En ocasiones, no obstante, esa ambientación exacta salta por los aires a favor de la experimentación, como hace Uclés con el realismo mágico. Este autor jiennense ha querido crear surrealismo desde lo cotidiano, “invertir ciertas lógicas como lo hace la pintura de Magritte o Maruja Mallo”, señalaba en la citada entrevista.

Realidad e invención se mezclan también en la mordaz novela de Thirlwell, que se inspira en los autores del boom latinoamericano en su capacidad para juguetear con el pasado, incluso cambiarlo. En una entrevista reciente, el británico reflexiona sobre la perspectiva que tenía su generación sobre la relación de la sociedad con la Historia, sobre cómo se han pasado años burlándose de la obsesión británica con la novela histórica. Su aproximación al pasado rompe con esos esquemas; de hecho, lejos de venerar a un personaje o una gesta, su ficción está impregnada de debates actuales, desde la emancipación de las mujeres o el cambio climático.

Más allá de uno mismo

Es posible que estas tendencias también surjan como reacción a una saturación del individualismo contemporáneo, que no solo se aprecia en la literatura y las artes, sino que abarca todas las facetas de la vida. Pensar en cómo se sintió alguien en otra época, otra cultura, conlleva un ejercicio de empatía, aunque luego el narrador le conceda algunos rasgos propios. Tanto para el creador como para el lector, en cualquier caso, viajar al pasado es un modo de escapar un rato de sí mismo. Cada vez se habla más de la necesidad de aprender a gestionar el tiempo y regular el uso de las pantallas; en este sentido, una novela ambientada en el pasado no deja de ser un retorno al mundo analógico, cuando se escribían cartas y las relaciones se forjaban en persona (aunque, en última instancia, los conflictos existenciales no fueran tan distintos de los nuestros).

> [DATOS DEL EJERCICIO]:
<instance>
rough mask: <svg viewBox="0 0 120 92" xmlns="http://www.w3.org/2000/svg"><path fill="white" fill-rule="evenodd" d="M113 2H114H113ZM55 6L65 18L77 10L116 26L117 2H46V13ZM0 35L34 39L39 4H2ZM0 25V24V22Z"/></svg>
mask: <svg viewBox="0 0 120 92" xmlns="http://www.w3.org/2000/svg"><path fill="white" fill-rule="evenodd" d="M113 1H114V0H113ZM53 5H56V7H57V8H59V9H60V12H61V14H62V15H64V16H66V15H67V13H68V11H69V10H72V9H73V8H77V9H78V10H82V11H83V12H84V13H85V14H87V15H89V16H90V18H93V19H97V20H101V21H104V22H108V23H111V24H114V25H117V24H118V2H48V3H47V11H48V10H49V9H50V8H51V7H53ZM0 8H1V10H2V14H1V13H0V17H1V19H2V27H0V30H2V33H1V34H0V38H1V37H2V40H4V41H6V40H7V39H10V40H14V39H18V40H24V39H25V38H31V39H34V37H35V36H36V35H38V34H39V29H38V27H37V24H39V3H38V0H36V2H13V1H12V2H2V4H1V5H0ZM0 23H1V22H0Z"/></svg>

> [PREGUNTAS PLANTEADAS]:
[a] Transcriba del fragmento el pasaje que comienza en "Es posible que" y termina en "de los nuestros).".
[b] Resuma el fragmento en dos oraciones.
[c] Enumere todas las personas que el fragmento menciona por su nombre.
El listado no guarda relación alguna con el fragmento.

> [RESPUESTAS]:
[a]
Es posible que estas tendencias también surjan como reacción a una saturación del individualismo contemporáneo, que no solo se aprecia en la literatura y las artes, sino que abarca todas las facetas de la vida. Pensar en cómo se sintió alguien en otra época, otra cultura, conlleva un ejercicio de empatía, aunque luego el narrador le conceda algunos rasgos propios. Tanto para el creador como para el lector, en cualquier caso, viajar al pasado es un modo de escapar un rato de sí mismo. Cada vez se habla más de la necesidad de aprender a gestionar el tiempo y regular el uso de las pantallas; en este sentido, una novela ambientada en el pasado no deja de ser un retorno al mundo analógico, cuando se escribían cartas y las relaciones se forjaban en persona (aunque, en última instancia, los conflictos existenciales no fueran tan distintos de los nuestros).

[b] Uclés experimenta con el realismo mágico para crear surrealismo desde lo cotidiano, y Thirlwell mezcla realidad e invención en una novela impregnada de debates actuales, lejos de venerar a un personaje o una gesta. Estas tendencias podrían surgir como reacción a la saturación del individualismo contemporáneo, pues imaginar otra época exige empatía, permite al creador y al lector escapar de sí mismos y supone un retorno al mundo analógico.

[c] Uclés, Magritte, Maruja Mallo y Thirlwell.